Set problem 1: According to the text-cleaning tutorial, which characters can count as white space?
Set problem 2: Count the lines in the rows that contain the string "stamen", matching case exactly, and give only that number.

Source:
--- begin ---

If the text data is obtained from social media, initial cleansing may need to be done to remove links, hashtags, retweets, social media handles, before more general punctuation is handled. More information about regular expressions can be found here.

# remove links
crCorpus <- tm::tm_map(crCorpus, tm::content_transformer(function(x) gsub("http[^[:space:]]*", " ", x)))
# remove retweets
crCorpus <- tm::tm_map(crCorpus, tm::content_transformer(function(x) gsub('\\b+RT', " ", x)))
# remove mentions
crCorpus <- tm::tm_map(crCorpus, tm::content_transformer(function(x) gsub('@\\S+', " ", x)))
# remove hashtags
crCorpus <- tm::tm_map(crCorpus, tm::content_transformer(function(x) gsub('#\\S+', " ", x)))

Remove Excess White Space

White space characters can include: spaces, line feeds, tabs, carriage returns, and form feeds.

Non-Sentiment Analysis Corpus

crCorpus_no_SA <- tm_map(crCorpus_no_SA, stripWhitespace)
inspect(crCorpus_no_SA[[1]])

## <<PlainTextDocument>>
## Metadata:  7
## Content:  chars: 187
## 
## just looking perfect lounge sleep cami lbs purchased dark purple small hangs bit loose preferred fit sleeping shirts good quality easy washing machine delicate cool airy hot summer nights

Sentiment Analysis Corpus

crCorpus <- tm_map(crCorpus, stripWhitespace)
inspect(crCorpus[[1]])

## <<PlainTextDocument>>
## Metadata:  7
## Content:  chars: 252
## 
## just what i was looking for this is the perfect lounge sleep cami i am lbs and purchased the dark purple small its hangs a bit loose my preferred fit for sleeping shirts good quality easy washing machine delicate and cool and airy for hot summer nights

wordcloud(crCorpus_no_SA, 
          min.freq = 250,
          max.words = 100,
          random.order = FALSE,
          random.color = FALSE,
          colors = brewer.pal(8, "Dark2"))

wordcloud(crCorpus, 
          min.freq = 10,
          max.words = 250,
          random.order = FALSE,
          random.color = FALSE,
          colors = brewer.pal(8, "Dark2"))

Non SA and SA Wordclouds

Stemming & Lemmatization

For non-SA, we can further compress the vocabulary by using either stemming or lemmatization. Both methods aim to reduce the number of terms in the vocabulary based on inflections (number, tense, gender, etc.).

Why should we not perform stemming or lemmatization for sentiment analysis?

--- end ---

Data entries:
--- begin ---

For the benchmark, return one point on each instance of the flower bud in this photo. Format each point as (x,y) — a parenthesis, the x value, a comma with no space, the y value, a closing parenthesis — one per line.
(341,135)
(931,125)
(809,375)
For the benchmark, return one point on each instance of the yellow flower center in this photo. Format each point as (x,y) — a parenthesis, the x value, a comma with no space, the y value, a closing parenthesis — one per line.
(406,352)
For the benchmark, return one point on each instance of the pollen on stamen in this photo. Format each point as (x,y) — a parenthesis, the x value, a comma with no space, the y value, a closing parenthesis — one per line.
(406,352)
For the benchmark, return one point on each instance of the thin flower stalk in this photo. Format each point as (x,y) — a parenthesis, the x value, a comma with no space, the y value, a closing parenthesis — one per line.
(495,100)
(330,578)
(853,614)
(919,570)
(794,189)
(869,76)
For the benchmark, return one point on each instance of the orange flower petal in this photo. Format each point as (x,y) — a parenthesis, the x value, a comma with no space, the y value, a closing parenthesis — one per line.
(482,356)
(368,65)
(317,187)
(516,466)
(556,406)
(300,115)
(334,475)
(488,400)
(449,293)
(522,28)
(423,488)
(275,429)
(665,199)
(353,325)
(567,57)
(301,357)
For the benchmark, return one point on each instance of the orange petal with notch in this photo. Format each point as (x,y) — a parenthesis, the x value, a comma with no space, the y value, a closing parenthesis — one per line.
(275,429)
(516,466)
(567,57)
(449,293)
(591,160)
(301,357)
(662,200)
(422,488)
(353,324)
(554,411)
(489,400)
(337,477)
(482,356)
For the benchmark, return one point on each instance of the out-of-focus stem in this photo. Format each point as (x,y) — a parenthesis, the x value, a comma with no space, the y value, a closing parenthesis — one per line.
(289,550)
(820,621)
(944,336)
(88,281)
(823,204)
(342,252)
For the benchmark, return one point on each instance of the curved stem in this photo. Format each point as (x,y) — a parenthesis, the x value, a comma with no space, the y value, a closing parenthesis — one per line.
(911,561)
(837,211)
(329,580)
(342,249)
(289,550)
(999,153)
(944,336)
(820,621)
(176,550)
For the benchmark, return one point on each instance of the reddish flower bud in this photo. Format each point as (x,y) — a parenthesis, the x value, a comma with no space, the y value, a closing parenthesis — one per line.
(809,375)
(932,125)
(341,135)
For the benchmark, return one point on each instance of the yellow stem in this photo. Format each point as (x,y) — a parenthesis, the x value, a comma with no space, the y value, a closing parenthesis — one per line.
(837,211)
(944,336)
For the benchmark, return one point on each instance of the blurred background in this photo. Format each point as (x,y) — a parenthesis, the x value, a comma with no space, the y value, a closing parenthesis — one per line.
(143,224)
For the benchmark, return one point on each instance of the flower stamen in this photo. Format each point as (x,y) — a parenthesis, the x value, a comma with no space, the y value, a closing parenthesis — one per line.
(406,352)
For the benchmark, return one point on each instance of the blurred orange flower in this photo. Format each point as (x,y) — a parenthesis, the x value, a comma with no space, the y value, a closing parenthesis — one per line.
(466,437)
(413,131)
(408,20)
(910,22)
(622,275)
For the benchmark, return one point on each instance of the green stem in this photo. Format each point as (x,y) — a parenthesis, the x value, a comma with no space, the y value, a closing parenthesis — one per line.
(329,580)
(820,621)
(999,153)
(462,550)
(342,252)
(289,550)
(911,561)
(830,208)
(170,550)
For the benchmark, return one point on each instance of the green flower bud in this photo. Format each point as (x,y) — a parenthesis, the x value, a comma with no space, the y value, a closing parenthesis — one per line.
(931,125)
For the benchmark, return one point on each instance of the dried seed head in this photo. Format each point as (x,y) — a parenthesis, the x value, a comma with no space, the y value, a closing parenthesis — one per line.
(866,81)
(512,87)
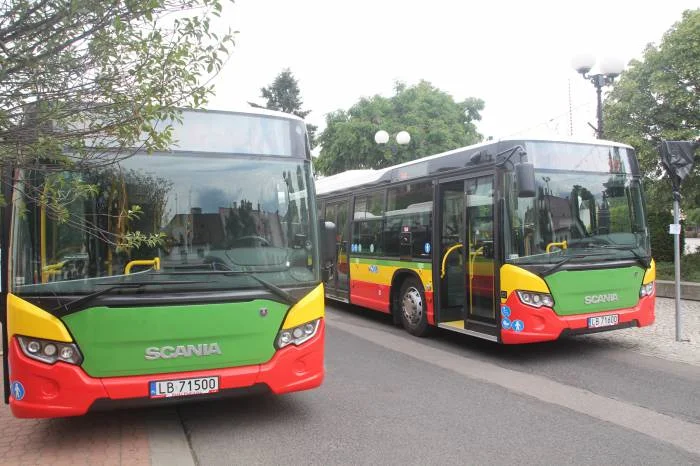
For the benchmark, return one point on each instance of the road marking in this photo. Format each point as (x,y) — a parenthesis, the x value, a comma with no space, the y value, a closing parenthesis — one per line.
(677,432)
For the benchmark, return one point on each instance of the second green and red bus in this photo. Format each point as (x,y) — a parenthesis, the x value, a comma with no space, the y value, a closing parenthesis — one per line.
(513,241)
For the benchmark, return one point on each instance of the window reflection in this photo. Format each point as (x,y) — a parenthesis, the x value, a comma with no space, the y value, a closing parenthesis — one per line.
(193,213)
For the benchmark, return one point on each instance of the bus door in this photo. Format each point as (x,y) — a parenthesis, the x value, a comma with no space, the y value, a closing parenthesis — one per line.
(466,267)
(337,285)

--- end ---

Complete output 1: Spaces, line feeds, tabs, carriage returns, and form feeds.

Complete output 2: 2